▶ [Exercise prompt]: Could you set down every line of the material below word for word, leaving out the pictures?

▶ [Entries shown]:

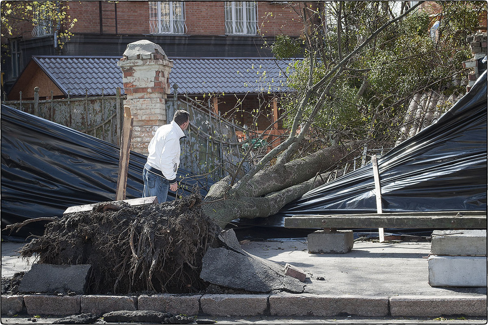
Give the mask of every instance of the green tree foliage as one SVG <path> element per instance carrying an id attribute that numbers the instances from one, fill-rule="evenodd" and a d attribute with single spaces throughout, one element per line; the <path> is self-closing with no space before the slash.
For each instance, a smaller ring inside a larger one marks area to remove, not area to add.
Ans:
<path id="1" fill-rule="evenodd" d="M 375 30 L 402 14 L 407 2 L 307 2 L 303 10 L 303 18 L 309 22 L 303 41 L 305 59 L 297 61 L 289 78 L 288 85 L 296 91 L 284 98 L 285 111 L 296 110 L 311 85 Z M 388 25 L 340 65 L 308 98 L 302 123 L 320 102 L 314 129 L 323 131 L 323 137 L 333 142 L 366 139 L 388 146 L 407 123 L 406 110 L 414 94 L 429 90 L 464 94 L 464 86 L 456 79 L 465 78 L 462 62 L 471 57 L 466 37 L 479 25 L 487 2 L 439 1 L 437 15 L 429 2 L 425 4 Z M 431 29 L 437 20 L 437 29 Z M 290 41 L 275 43 L 272 51 L 283 57 Z M 322 91 L 325 96 L 321 98 Z M 291 128 L 294 115 L 287 116 L 285 125 Z"/>
<path id="2" fill-rule="evenodd" d="M 60 47 L 72 35 L 70 32 L 77 19 L 68 14 L 67 1 L 2 1 L 0 2 L 2 38 L 15 38 L 30 33 L 25 24 L 31 24 L 57 35 Z"/>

▶ [Solved problem]:
Give the mask of every instance of the green tree foliage as one SVG <path> element per instance carrying an id attribute that numbers the instances from one, fill-rule="evenodd" and a d attribute with single spaces throughout, one element per line; the <path> is self-closing with no space before the slash.
For each instance, a smaller ring inside a larger one marks area to remove, not area to add.
Ans:
<path id="1" fill-rule="evenodd" d="M 375 30 L 402 14 L 407 2 L 307 2 L 303 10 L 303 18 L 309 22 L 303 41 L 305 59 L 297 61 L 289 78 L 288 85 L 296 91 L 284 98 L 285 111 L 296 110 L 311 85 Z M 388 25 L 340 65 L 308 98 L 302 123 L 320 102 L 314 129 L 323 131 L 323 137 L 333 142 L 366 139 L 388 146 L 407 123 L 406 110 L 414 94 L 429 90 L 464 94 L 464 86 L 456 79 L 465 78 L 462 62 L 471 57 L 466 37 L 479 25 L 487 2 L 439 1 L 437 15 L 429 2 L 425 4 Z M 431 29 L 437 20 L 437 29 Z M 290 41 L 275 43 L 272 51 L 283 57 Z M 322 91 L 325 96 L 321 98 Z M 291 128 L 294 115 L 287 116 L 285 125 Z"/>
<path id="2" fill-rule="evenodd" d="M 60 47 L 72 35 L 70 32 L 77 19 L 68 14 L 67 1 L 2 1 L 0 2 L 2 38 L 15 38 L 30 33 L 25 24 L 31 24 L 57 35 Z"/>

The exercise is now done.